--- Start GIVEN INFORMATION ---

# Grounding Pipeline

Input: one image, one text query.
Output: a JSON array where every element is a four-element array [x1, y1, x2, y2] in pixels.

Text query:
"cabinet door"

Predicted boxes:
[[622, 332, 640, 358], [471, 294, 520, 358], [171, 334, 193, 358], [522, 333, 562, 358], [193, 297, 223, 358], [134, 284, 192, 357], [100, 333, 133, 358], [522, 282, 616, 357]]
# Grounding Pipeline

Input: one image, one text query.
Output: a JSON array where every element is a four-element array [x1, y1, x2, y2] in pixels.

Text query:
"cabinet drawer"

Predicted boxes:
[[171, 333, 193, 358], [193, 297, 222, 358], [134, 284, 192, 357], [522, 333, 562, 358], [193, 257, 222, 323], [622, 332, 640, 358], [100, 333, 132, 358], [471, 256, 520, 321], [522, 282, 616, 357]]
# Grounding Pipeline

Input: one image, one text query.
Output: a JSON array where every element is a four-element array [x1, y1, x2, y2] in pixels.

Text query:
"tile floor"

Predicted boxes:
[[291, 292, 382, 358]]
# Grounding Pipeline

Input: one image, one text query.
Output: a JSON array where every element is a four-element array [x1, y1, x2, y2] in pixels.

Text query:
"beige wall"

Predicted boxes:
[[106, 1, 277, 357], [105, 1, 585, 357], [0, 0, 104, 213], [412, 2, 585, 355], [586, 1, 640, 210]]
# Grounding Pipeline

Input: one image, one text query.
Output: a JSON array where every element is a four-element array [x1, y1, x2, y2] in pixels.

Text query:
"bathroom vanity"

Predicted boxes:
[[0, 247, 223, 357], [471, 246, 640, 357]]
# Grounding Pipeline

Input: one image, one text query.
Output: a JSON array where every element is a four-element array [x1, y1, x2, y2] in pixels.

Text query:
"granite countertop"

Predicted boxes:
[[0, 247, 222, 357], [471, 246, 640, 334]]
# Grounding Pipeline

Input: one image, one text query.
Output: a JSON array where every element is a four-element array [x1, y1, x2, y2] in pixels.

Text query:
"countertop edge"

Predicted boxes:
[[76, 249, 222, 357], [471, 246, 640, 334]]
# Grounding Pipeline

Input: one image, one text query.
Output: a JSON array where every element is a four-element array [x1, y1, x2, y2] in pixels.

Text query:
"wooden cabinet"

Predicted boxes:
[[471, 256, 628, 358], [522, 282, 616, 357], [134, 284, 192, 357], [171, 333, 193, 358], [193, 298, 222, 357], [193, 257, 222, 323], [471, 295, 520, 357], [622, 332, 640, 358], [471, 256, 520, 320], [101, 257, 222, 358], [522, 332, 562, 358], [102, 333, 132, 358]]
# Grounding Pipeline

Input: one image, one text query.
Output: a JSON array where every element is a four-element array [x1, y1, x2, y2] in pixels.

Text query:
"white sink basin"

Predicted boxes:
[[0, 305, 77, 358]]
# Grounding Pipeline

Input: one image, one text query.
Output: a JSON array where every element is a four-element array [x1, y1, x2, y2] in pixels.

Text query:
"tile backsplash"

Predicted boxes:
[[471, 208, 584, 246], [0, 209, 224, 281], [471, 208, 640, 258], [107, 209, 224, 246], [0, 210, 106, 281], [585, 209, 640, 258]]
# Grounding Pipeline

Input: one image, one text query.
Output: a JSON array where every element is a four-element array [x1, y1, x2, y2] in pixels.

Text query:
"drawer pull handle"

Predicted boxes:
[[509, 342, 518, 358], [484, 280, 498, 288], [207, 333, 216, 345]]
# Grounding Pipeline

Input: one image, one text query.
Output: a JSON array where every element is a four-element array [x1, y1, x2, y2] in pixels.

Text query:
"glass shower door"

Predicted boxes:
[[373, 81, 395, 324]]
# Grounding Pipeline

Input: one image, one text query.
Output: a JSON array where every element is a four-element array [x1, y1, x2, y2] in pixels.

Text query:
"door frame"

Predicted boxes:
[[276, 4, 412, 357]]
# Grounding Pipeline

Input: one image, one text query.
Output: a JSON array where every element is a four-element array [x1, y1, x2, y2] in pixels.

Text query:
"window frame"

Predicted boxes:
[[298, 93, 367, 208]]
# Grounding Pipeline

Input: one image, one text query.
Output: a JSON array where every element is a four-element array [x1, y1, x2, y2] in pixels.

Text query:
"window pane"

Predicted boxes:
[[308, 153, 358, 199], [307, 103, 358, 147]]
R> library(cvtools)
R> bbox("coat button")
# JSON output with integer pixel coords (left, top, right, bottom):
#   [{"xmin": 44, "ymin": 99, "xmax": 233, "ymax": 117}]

--- End GIVEN INFORMATION ---

EXERCISE: Transcribe every entry exactly.

FULL RESPONSE:
# Grounding Pipeline

Input: one image, one text query.
Output: a JSON array where every element is a four-element array [x1, y1, x2, y2] in pixels.

Text query:
"cabinet door"

Predicted boxes:
[[622, 332, 640, 358], [471, 294, 520, 358], [171, 334, 193, 358], [522, 333, 562, 358], [193, 297, 223, 358], [134, 284, 192, 357], [100, 333, 133, 358], [522, 282, 616, 357]]
# Grounding Pipeline

Input: one image, one text query.
Output: a JSON array where every element is a four-element array [x1, y1, x2, y2] in pixels.

Text query:
"cabinet drawer"

Predicted boxes:
[[171, 333, 193, 358], [193, 297, 222, 358], [134, 284, 192, 357], [522, 333, 562, 358], [193, 257, 222, 323], [622, 332, 640, 358], [100, 333, 132, 358], [471, 256, 520, 321], [522, 282, 616, 357]]
# Grounding Pipeline

Input: one image, one text query.
Output: a JSON array where every element is a four-element array [x1, y1, x2, y2] in pixels.

Text query:
"tile floor"

Predicted boxes:
[[291, 292, 382, 358]]
# Grounding Pipeline

Input: one image, one text query.
Output: a JSON array where every element is a four-element array [x1, y1, x2, y2] in pixels.

Text query:
"beige wall"

Predicted boxes:
[[106, 1, 277, 357], [105, 1, 585, 357], [0, 0, 104, 213], [412, 2, 585, 355], [586, 1, 640, 210]]
# Grounding Pipeline

Input: one image, one text query.
Output: a JSON array where every element is a four-element array [x1, y1, x2, y2] in pixels.

Text query:
"bathroom vanity"

Predicted boxes:
[[0, 247, 223, 357], [471, 246, 640, 357]]
# Grounding Pipeline

Input: one image, one text query.
Output: a JSON array where every element is a four-element array [x1, y1, x2, y2] in pixels.

Text query:
"granite countertop"

Predicted boxes:
[[0, 247, 222, 357], [471, 246, 640, 334]]
# Grounding Pipeline

Input: one image, one text query.
Output: a JSON array where every element is a four-element array [x1, y1, x2, y2] in pixels.

Text query:
"countertop edge"

Predicted boxes:
[[76, 249, 222, 357], [471, 246, 640, 334]]
# Grounding Pipeline

Input: one image, one text query.
Output: a JSON array where every element is a four-element array [x1, y1, x2, y2] in pixels.

Text query:
"wooden cabinet"

Predicted boxes:
[[471, 256, 628, 358], [522, 282, 616, 357], [134, 284, 192, 357], [171, 333, 193, 358], [193, 298, 222, 357], [193, 257, 222, 323], [471, 295, 520, 357], [622, 332, 640, 358], [471, 256, 520, 320], [101, 257, 222, 358], [522, 332, 562, 358], [102, 333, 132, 358]]
# Grounding Pipeline

Input: one image, one text query.
Output: a JSON array where every element is a four-element array [x1, y1, x2, y2] in pixels.

Text query:
"white sink basin"

Predicted boxes:
[[0, 305, 77, 358]]
# Grounding Pipeline

Input: one image, one text query.
Output: a JSON array where every element is a four-element array [x1, y1, x2, y2] in pixels.

Text query:
"tile backsplash"

Predicted boxes:
[[471, 208, 584, 246], [0, 209, 224, 281], [471, 208, 640, 258], [107, 209, 224, 246], [0, 210, 106, 281], [585, 209, 640, 258]]
# Grounding Pipeline

Input: one image, one text query.
Output: a JSON array where every element is a four-element array [x1, y1, x2, y2] in pixels.

Text query:
"drawer pull handle"

Predicted boxes:
[[509, 342, 518, 358], [484, 280, 498, 288], [207, 333, 216, 345]]
# Grounding Pipeline

Input: one image, one text query.
Output: a JSON array where every element is a four-element array [x1, y1, x2, y2] in pixels.

Text query:
"glass shower door"

Predicted boxes:
[[373, 81, 395, 324]]
# Grounding Pipeline

Input: one image, one text query.
Output: a JSON array where every element is a four-element array [x1, y1, x2, y2] in pixels.

Text query:
"door frame"

Predicted boxes:
[[276, 4, 412, 357]]
# Grounding Pipeline

Input: one image, one text query.
Output: a JSON array where every element is a four-element array [x1, y1, x2, y2] in pixels.

Text query:
"window frame"

Predicted boxes:
[[298, 93, 367, 208]]
# Grounding Pipeline

Input: one image, one text query.
Output: a JSON array where every element is a four-element array [x1, y1, x2, y2] in pixels.

Text query:
"window pane"

Predicted boxes:
[[308, 153, 358, 199], [307, 103, 358, 147]]
R> library(cvtools)
R> bbox("coat button")
# JSON output with integer pixel coords (left, top, right, bottom):
#   [{"xmin": 44, "ymin": 99, "xmax": 233, "ymax": 117}]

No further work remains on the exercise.